EXERCISE AIM: Return every record exactly as written.

(Point placement records)
-------------------------

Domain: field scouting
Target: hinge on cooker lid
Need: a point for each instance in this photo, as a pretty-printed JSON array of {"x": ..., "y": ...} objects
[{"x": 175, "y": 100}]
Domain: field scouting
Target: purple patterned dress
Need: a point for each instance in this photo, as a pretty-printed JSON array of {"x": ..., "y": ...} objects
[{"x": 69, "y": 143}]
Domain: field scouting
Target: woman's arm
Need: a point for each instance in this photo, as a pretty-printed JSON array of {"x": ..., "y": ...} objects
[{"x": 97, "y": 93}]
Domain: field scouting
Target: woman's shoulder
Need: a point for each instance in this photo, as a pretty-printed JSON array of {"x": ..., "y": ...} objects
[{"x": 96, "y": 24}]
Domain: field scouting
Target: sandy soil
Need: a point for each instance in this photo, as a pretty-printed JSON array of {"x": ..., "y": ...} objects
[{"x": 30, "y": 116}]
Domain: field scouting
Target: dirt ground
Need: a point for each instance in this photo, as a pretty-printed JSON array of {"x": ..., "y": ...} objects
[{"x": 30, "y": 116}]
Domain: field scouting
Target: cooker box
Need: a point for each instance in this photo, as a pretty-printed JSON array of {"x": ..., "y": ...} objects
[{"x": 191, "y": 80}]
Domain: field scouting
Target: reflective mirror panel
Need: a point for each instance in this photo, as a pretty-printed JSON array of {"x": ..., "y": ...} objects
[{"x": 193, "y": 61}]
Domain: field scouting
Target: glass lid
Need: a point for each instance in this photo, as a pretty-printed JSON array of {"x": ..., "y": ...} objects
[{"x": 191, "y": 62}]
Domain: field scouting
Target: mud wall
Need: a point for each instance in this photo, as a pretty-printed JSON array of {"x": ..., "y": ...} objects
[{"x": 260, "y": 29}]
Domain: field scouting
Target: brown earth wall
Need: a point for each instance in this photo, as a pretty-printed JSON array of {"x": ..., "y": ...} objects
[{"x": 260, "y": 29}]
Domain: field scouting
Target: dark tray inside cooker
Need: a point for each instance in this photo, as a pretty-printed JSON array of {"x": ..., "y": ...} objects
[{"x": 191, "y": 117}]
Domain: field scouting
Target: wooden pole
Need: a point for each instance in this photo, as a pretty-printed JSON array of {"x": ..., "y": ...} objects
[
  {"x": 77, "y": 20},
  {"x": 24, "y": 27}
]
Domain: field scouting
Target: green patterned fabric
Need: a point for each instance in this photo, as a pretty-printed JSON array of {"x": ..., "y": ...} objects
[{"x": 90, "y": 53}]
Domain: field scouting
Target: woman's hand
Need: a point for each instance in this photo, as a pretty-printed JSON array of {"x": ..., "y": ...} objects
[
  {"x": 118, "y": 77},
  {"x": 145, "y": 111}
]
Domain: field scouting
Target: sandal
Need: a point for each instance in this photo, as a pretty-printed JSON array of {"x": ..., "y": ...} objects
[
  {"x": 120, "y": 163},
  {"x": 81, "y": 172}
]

-------------------------

SOLUTION FOR THIS PROBLEM:
Domain: field scouting
Target: hinge on cooker lid
Need: a point for each instance in this photo, as a pretty-printed JSON array of {"x": ..., "y": ...} objects
[{"x": 175, "y": 100}]
Domain: field scouting
Target: purple patterned dress
Need: a point for each instance in this photo, as a pretty-printed JSON array of {"x": ..., "y": ...} objects
[{"x": 69, "y": 143}]
Domain: field scouting
Target: woman's arm
Need: a point for each instance in this photo, as a pretty-printed JSON array of {"x": ..., "y": ...} objects
[{"x": 97, "y": 93}]
Domain: field scouting
Target: woman's shoulder
Need: a point for each instance in this photo, as a pretty-printed JSON array of {"x": ..., "y": ...} objects
[{"x": 96, "y": 24}]
Domain: field scouting
Target: sandy soil
Need: a point for each instance in this photo, as a pretty-printed JSON array of {"x": ..., "y": ...} objects
[{"x": 30, "y": 116}]
Domain: field scouting
Target: dirt ground
Need: a point for each instance in this photo, as a pretty-printed JSON array of {"x": ..., "y": ...} objects
[{"x": 30, "y": 116}]
Domain: field scouting
Target: cooker box
Need: a point for each instance in this photo, as a pretty-printed JSON array of {"x": ..., "y": ...} objects
[{"x": 191, "y": 80}]
Domain: field scouting
Target: reflective mirror panel
Need: a point for each instance in this photo, as a pretty-printed JSON array of {"x": ..., "y": ...} objects
[{"x": 193, "y": 61}]
Domain: field scouting
Target: glass lid
Need: a point for each instance in this photo, as a pretty-printed JSON array of {"x": ..., "y": ...} objects
[{"x": 191, "y": 62}]
Domain: field scouting
Target: mud wall
Need: a point for each instance in this photo, as a pretty-printed JSON array of {"x": ..., "y": ...} objects
[{"x": 260, "y": 29}]
Domain: field scouting
Target: brown earth wall
Need: a point for each instance in this photo, as a pretty-printed JSON array of {"x": ..., "y": ...} objects
[{"x": 260, "y": 29}]
Domain: field scouting
Target: dark tray inside cooker
Need: a point for each instance in this photo, as a pretty-printed JSON array of {"x": ..., "y": ...} objects
[{"x": 191, "y": 117}]
Domain: field scouting
Target: wooden pole
Need: a point for each instance in this photo, as a pretty-printed JSON array of {"x": ..., "y": ...} objects
[
  {"x": 77, "y": 20},
  {"x": 24, "y": 27}
]
Domain: field scouting
Target: green patterned fabric
Need: a point for each instance in this photo, as a pretty-printed JSON array of {"x": ..., "y": ...} objects
[{"x": 90, "y": 53}]
Domain: field scouting
Target: woman's hand
Need: a point for each instance in this photo, as a pretty-printed JSON array of {"x": ..., "y": ...} objects
[
  {"x": 118, "y": 77},
  {"x": 145, "y": 111}
]
Domain: field scouting
Target: sandal
Need: a point for each instance in this photo, as a pretty-printed JSON array of {"x": ..., "y": ...} objects
[
  {"x": 120, "y": 163},
  {"x": 81, "y": 172}
]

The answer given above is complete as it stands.